There are dozens of ways for publishers to generate revenue these days, but if a media outlet rolls out any kind of paid subscription product, chances are the company has placed some form of content behind a paywall. After all, content is the core offering of most publishers, so it makes sense to position it as the main benefit for paying subscribers. Name any successful subscription publisher -- The New York Times, Netflix, Spotify -- and it probably charges users for access to content.

But what if you can get people to turn over their credit card information without restricting access to your content? Many companies are testing out whether this is possible. The investor Hunter Walk recently described one such approach as “Coming for the Content, Staying for the Community.” Here’s how he described the model:

Over the last year I’ve started paying more indie creators directly for their work — heavily biased towards podcasts and newsletters/blogs. The other night I was wondering which ones I’d likely still be subscribing to a year or two from now. The “absolutely yes” category was dominated by creators who had branched beyond their initial piece of content and created some persistent space for the community to aggregate. Most typically in Slack, Facebook, WhatsApp or Discord. What they’ve done is use their content to assemble an audience and then create a space for that audience to create content with each other — aka community. In some cases the space is an extension of the content, talking about that week’s newsletter or podcast. But the most interesting ones broaden to envelop the general common interest areas of the group.

There’s a lot for a publisher to love about this approach. For one, if the core benefit you offer to subscribers is access to a community, then you can place a lot more of your content in front of the paywall. Journalists don’t actually love locking their work behind a paywall because it limits their reach and influence. Under the community access model, the free content merely draws the audience in so that readers can be converted into paying community members. 

The other benefit is that it reduces the burden on the publisher for producing value to subscribers. Members of the community generate the vast majority of the forum discussion, and the publisher only needs to moderate and jump in from time to time to contribute. So consider a hypothetical health policy community populated by various healthcare professionals. Each member brings a level of expertise to the discussion and thereby elevates it to the benefit of everyone else in the group. And because everyone is paying to be there, you’re less likely to encounter any trolls or abuse. 

I’ve interviewed a lot of publishers over the years who’ve integrated some kind of community offering into their subscriptions, with varying degrees of success. I think a lot of publishers,  however, underestimate how difficult it can be to prop up a self-sustaining community that provides the kind of value that’s worth paying for. There are two reasons for this. 

First, you need a minimum number of members in your online community before it starts actually producing any value. Back in 2017, I tried to monetize my content through Patreon, and one of my more expensive tiers granted subscribers access to an “exclusive” Facebook group I set up. There was just one problem: for my first several months I only had a few dozen subscribers, and as a result my Facebook group was a virtual ghost town. It ended up being rather embarrassing that I was charging extra money for access to a group that had no real engagement.

Most small to medium sized publishers will face this low-engagement purgatory when they launch their online communities. It can be incredibly difficult to jumpstart organic discussion even under the best conditions, but much more so when your subscriber count is low. If a new subscriber enters your forum once or twice and sees no high quality discussion, chances are low they’ll return in the future. It’s only a matter of time then before you lose them to churn.

> REQUIREMENT
Please copy out, word for word, the part of the paywall article between "I’ve interviewed a" and "reasons for this.", inclusive.

> DATASET EXCERPTS

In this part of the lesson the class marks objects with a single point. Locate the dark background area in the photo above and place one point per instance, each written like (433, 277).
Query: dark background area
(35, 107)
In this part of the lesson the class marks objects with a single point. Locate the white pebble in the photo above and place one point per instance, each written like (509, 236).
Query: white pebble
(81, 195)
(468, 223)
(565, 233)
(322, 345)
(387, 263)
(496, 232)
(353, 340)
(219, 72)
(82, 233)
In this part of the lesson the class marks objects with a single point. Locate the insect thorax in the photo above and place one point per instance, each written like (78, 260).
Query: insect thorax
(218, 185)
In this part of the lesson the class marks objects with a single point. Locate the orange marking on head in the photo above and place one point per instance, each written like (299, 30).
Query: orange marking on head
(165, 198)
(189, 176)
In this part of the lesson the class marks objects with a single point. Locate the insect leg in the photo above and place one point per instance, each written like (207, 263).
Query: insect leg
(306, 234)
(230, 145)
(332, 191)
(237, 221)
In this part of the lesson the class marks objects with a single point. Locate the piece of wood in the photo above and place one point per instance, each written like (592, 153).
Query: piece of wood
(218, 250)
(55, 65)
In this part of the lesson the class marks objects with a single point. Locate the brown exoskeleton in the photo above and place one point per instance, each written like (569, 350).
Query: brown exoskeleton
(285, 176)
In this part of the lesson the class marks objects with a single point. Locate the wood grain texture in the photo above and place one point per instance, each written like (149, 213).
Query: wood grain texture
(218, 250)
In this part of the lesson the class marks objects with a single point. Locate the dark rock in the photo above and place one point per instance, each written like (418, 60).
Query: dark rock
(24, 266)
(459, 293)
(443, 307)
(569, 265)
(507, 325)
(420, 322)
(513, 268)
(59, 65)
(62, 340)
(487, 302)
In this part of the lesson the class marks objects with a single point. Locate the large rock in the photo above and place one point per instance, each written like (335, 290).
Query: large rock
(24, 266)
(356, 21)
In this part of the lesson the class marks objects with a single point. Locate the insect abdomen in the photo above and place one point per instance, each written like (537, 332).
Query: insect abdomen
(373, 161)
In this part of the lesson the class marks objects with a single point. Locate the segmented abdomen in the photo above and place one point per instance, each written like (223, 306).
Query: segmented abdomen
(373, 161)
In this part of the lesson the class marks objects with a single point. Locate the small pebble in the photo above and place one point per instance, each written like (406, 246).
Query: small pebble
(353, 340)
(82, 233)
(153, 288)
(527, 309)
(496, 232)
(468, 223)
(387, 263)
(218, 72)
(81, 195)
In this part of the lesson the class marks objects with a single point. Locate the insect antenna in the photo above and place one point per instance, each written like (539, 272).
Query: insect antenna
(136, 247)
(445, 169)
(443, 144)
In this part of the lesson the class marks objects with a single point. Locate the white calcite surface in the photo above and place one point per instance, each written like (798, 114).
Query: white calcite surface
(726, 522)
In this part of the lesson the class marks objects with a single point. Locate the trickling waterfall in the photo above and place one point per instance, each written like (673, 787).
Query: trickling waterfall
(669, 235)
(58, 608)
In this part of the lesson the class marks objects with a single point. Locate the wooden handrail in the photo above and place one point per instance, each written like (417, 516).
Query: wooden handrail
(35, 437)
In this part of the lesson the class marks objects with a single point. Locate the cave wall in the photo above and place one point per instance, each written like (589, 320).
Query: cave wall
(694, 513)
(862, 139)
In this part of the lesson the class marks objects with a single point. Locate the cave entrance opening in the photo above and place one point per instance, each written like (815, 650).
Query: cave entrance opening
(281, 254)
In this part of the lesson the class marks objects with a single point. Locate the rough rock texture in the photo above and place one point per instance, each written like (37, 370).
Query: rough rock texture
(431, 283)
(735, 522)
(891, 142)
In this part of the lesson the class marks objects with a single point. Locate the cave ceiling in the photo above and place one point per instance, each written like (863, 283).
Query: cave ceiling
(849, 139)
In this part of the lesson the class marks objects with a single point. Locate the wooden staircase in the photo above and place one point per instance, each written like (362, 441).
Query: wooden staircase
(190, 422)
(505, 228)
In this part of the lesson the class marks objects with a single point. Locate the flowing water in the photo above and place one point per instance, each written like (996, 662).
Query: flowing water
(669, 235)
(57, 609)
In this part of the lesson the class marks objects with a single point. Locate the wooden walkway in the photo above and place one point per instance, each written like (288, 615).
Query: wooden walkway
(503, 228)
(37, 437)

> TASK SOLUTION
I’ve interviewed a lot of publishers over the years who’ve integrated some kind of community offering into their subscriptions, with varying degrees of success. I think a lot of publishers,  however, underestimate how difficult it can be to prop up a self-sustaining community that provides the kind of value that’s worth paying for. There are two reasons for this.